_Work item_. Report each line of the listing that carries the word "photo".

--

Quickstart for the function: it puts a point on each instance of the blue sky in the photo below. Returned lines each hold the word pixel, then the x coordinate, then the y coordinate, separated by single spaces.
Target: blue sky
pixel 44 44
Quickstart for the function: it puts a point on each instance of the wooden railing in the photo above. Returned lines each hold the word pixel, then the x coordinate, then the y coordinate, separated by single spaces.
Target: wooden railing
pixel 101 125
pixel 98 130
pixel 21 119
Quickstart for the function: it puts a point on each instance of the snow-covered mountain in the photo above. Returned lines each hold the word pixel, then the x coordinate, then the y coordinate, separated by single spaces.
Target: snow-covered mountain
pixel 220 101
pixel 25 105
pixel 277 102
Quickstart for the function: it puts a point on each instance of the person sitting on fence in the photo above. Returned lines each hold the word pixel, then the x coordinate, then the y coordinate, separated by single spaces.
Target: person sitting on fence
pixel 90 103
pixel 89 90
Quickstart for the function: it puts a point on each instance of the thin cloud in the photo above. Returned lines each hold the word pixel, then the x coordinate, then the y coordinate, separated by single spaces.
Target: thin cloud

--

_Response below_.
Quickstart for the function: it puts a point on each instance of the blue sky in the photo below. Returned lines each hold the word pixel, then the x coordinate, then the y coordinate, separated by single spaces.
Quickstart for the function: it puts a point on each instance of the wooden railing in the photo above. Returned lines each hold the word pixel, then the x coordinate, then the y coordinate, separated by single spaces.
Quickstart for the function: it puts a point on each instance of the snow-covered mountain in the photo above. Returned lines each hold the word pixel, then the x coordinate, then the y coordinate, separated by single spaces.
Quickstart for the function: it puts a point on each instance of the person sitting on fence in the photo above. Returned lines each hold the word pixel, then the x coordinate, then the y coordinate, separated by single spaces.
Quickstart for the function: it puts a point on each instance of the thin cloud in the photo above. Returned lines each hold the word pixel, then the x coordinate, then the y coordinate, separated by single spaces.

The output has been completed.